Prompt |
Retype the records that come next, word for word.

Dataset entries |
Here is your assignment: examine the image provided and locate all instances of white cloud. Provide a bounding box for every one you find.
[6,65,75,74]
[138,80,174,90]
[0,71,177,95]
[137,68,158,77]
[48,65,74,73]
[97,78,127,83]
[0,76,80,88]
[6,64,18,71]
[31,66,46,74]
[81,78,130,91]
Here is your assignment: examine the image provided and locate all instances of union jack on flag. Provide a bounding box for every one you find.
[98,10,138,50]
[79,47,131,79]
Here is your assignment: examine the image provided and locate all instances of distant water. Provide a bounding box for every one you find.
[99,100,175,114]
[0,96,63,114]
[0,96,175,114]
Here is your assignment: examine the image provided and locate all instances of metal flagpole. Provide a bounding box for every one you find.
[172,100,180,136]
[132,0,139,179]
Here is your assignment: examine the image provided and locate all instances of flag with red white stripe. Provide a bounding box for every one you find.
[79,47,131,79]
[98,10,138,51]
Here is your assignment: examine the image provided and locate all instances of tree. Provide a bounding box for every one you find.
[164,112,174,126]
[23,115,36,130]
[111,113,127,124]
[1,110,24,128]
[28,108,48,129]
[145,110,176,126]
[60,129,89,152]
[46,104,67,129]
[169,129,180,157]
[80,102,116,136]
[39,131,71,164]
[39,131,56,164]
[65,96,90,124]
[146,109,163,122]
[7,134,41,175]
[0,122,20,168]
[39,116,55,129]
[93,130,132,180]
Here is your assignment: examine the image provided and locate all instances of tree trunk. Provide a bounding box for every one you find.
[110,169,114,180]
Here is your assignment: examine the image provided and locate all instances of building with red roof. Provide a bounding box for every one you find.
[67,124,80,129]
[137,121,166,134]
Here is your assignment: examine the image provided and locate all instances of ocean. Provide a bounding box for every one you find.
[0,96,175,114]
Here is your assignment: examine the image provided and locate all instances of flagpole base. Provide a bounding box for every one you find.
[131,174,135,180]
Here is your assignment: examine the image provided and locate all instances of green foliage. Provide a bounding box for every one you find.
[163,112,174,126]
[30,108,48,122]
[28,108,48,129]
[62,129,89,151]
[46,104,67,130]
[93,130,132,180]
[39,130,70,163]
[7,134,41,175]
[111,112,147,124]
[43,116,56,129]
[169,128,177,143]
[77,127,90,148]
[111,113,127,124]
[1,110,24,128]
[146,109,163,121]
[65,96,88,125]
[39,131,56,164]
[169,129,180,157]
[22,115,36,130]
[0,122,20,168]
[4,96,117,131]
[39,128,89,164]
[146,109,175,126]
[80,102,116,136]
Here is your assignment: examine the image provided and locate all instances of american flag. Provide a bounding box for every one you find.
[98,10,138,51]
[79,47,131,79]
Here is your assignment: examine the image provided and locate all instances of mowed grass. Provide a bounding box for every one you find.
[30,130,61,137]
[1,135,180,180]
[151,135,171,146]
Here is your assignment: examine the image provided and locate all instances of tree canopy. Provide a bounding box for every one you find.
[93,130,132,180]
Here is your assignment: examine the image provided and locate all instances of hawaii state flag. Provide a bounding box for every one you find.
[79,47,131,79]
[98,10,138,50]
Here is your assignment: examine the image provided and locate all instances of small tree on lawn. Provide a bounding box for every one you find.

Answer section |
Here is your assignment: examine the image provided and locate all instances of white cloud. Provide a bounding box for every one you find.
[6,65,75,74]
[138,80,174,90]
[0,71,177,95]
[137,68,158,77]
[48,65,74,73]
[97,78,127,83]
[0,76,80,88]
[6,64,18,71]
[31,66,46,74]
[81,78,130,91]
Here is your assignment: examine the image provided and locate all instances of union jack on flag. Provide a bounding box for every one you find.
[98,10,138,50]
[79,47,131,79]
Here is your assignment: examine the image provided and locate all instances of distant water. Provide a bounding box for every one you find.
[99,100,175,114]
[0,96,63,114]
[0,96,175,114]
Here is your assignment: examine the image provided and locate all instances of metal flagpole. Provide a bounding box for every one you find.
[172,100,180,136]
[132,0,139,179]
Here is your assignment: examine the image provided and locate all instances of flag with red white stripe. Provide a bounding box for every one you find.
[79,47,131,79]
[98,10,138,51]
Here is your assignment: examine the image provided and locate all instances of tree. Provide a bounding box for every one you find.
[164,112,174,126]
[23,115,36,130]
[111,113,127,124]
[1,110,24,128]
[28,108,48,129]
[145,110,176,126]
[60,129,89,152]
[46,104,67,129]
[169,129,180,157]
[80,102,116,136]
[39,131,71,164]
[39,131,56,164]
[65,96,90,124]
[146,109,163,122]
[7,134,41,175]
[0,122,20,168]
[39,116,55,129]
[93,130,132,180]
Here is your assignment: examine the image provided and locate all instances of tree trunk. Provide a bounding box for every one you find.
[110,169,114,180]
Here is your assignment: examine the image provided and locate all instances of building with red roof. Provide a bounding box for every one you find.
[67,124,80,129]
[137,121,166,134]
Here is your assignment: examine the image provided and locate all instances of ocean. Provide a bounding box for every one you find.
[0,96,175,114]
Here is your assignment: examine the image provided and locate all instances of flagpole base. Provide a bounding box for every one you find.
[131,174,135,180]
Here is your assignment: examine the image provided and locate all instances of green foliage. Provide a bounding box for every one you find.
[163,112,174,126]
[30,108,48,122]
[28,108,48,129]
[62,129,89,151]
[46,104,67,130]
[93,130,132,180]
[39,130,70,163]
[7,134,41,175]
[111,112,147,124]
[43,116,56,129]
[169,128,177,143]
[77,127,90,148]
[111,113,127,124]
[1,110,24,128]
[146,109,163,121]
[65,96,88,125]
[39,131,56,164]
[169,129,180,157]
[22,115,36,130]
[0,122,20,168]
[4,96,117,131]
[39,128,89,164]
[146,109,175,126]
[80,102,116,136]
Here is your assignment: examine the image provided and locate all instances of american flag. Provide a bounding box for every one you find.
[98,10,138,51]
[79,47,131,79]
Here is your assignment: examine the image provided and locate all instances of mowed grass. Provide a bounding box for every one you find.
[30,130,61,137]
[1,135,180,180]
[151,135,171,146]
Here is your assignment: examine the image provided and locate all instances of tree canopy. Provide a bounding box for every one you find.
[93,130,132,180]
Here is your assignment: examine the image provided and locate all instances of hawaii state flag. Provide a bounding box for every one you find.
[79,47,131,79]
[98,10,138,50]
Here is your assignment: examine the image provided and locate all instances of small tree on lawn. Provide a bounding box for every one you find.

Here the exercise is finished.